→ **Task to carry out**:
Could you write out, word for word, the stretch of the passage on PPP loan eligibility for hedge funds and private equity firms from "On Friday, April" through "obtain PPP financing."?

→ **Selected passage**:
On Friday, April 24, 2020, the Small Business Administration (SBA) published an Interim Final Rule (IFR) governing the Paycheck Protection Program (PPP) of the Coronavirus Aid, Relief and Economic Security Act (CARES Act). In Section 2 of the IFR, entitled “Clarification Regarding Eligible Businesses,” the SBA expressly foreclosed the ability of hedge funds and private equity firms to obtain PPP loans:

Hedge funds and private equity firms are primarily engaged in investment or speculation, and such businesses are therefore ineligible to receive a PPP loan. The Administrator, in consultation with the Secretary, does not believe that Congress intended for these types of businesses, . . ., to obtain PPP financing.

See IFR Part III, 2(a)(emphasis added). Under SBA regulations and Standard Operating Procedures for the SBA 7(a) loan program existing prior to the CARES Act, undefined “investment companies” and “[s]peculative businesses (such as oil wildcatting)” were ineligible to receive loans. 13 CFR 120.110(f); SBA Standard Operating Procedure (SOP) 50 10 5(k) at page 104. Furthermore, under limited circumstances the SBA SOP provided that “a business engaged in providing the services as a financial advisor on a fee basis” may be eligible for SBA loans provided that the loans were not used to invest in their own portfolio investments. This SOP could have been interpreted to allow entities with a primary business as a hedge fund or private equity firm themselves to be eligible for PPP loans. This argument appears to be foreclosed by the IFR for entities that primarily operate as private equity or hedge fund firms.

→ **Provided material**:

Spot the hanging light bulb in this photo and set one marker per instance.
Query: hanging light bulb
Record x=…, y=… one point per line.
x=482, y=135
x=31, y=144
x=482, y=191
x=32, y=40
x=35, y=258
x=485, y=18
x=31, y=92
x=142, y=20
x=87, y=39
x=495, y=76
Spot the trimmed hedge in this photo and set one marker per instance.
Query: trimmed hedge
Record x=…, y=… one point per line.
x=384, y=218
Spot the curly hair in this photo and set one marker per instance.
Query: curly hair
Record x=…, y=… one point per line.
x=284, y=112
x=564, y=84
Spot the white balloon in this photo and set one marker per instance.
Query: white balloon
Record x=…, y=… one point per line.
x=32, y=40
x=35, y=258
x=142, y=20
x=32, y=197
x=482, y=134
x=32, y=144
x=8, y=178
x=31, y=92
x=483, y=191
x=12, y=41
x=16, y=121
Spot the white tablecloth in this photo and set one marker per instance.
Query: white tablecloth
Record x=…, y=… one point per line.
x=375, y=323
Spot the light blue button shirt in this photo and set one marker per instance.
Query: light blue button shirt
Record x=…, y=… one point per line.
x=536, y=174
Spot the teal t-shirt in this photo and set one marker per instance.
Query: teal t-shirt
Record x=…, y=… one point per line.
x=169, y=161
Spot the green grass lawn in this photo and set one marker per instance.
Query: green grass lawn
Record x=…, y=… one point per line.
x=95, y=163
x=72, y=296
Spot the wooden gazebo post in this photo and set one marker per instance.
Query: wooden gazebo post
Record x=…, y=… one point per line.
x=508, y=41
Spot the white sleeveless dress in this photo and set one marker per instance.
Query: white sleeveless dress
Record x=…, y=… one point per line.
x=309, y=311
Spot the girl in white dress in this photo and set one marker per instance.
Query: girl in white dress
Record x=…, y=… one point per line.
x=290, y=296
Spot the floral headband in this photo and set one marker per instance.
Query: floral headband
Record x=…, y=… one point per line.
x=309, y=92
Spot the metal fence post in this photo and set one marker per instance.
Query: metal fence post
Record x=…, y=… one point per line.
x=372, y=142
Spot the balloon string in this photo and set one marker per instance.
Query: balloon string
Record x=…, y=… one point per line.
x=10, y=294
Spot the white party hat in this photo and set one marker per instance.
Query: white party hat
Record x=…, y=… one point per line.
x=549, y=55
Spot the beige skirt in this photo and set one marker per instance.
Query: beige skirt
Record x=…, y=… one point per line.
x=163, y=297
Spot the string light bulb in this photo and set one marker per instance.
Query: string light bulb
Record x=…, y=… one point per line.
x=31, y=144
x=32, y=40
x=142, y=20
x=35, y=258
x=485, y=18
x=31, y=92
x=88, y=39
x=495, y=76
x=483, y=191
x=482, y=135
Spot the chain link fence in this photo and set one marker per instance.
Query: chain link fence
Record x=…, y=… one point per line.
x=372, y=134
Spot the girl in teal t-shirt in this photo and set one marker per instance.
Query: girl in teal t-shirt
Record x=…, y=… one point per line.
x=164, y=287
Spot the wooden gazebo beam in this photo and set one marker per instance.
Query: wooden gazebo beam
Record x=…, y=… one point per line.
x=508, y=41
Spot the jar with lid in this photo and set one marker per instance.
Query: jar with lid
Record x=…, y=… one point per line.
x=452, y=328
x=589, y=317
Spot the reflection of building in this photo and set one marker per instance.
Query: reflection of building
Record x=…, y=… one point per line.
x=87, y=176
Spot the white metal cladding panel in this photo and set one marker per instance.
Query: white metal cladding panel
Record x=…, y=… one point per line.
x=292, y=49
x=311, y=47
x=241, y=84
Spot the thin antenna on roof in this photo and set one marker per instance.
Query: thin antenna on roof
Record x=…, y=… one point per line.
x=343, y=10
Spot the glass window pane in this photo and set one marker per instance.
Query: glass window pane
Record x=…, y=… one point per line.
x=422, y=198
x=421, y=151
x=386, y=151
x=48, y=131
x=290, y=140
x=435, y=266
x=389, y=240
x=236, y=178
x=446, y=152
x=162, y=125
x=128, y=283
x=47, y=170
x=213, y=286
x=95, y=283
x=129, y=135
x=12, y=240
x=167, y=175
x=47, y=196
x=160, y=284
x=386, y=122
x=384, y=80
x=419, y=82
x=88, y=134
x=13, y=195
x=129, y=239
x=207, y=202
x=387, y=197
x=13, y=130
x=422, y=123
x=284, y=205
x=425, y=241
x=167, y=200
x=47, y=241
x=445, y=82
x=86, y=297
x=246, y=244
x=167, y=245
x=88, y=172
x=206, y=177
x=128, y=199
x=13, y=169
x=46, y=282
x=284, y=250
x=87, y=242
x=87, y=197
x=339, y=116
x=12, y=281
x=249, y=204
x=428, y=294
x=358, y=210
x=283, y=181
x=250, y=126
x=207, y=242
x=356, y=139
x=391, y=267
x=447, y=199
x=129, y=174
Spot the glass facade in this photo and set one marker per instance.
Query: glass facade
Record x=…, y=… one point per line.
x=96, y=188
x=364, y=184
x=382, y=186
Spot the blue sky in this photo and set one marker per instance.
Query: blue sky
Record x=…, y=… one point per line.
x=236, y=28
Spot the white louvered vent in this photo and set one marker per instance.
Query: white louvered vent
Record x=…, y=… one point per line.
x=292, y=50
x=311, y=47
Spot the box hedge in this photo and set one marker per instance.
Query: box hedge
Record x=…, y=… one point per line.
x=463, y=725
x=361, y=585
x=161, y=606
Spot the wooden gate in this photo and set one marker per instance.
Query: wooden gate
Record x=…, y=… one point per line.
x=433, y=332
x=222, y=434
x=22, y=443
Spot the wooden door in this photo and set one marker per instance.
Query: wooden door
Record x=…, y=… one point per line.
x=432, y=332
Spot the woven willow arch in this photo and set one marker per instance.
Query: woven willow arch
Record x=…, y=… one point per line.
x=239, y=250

→ **Solution to this task**:
On Friday, April 24, 2020, the Small Business Administration (SBA) published an Interim Final Rule (IFR) governing the Paycheck Protection Program (PPP) of the Coronavirus Aid, Relief and Economic Security Act (CARES Act). In Section 2 of the IFR, entitled “Clarification Regarding Eligible Businesses,” the SBA expressly foreclosed the ability of hedge funds and private equity firms to obtain PPP loans:

Hedge funds and private equity firms are primarily engaged in investment or speculation, and such businesses are therefore ineligible to receive a PPP loan. The Administrator, in consultation with the Secretary, does not believe that Congress intended for these types of businesses, . . ., to obtain PPP financing.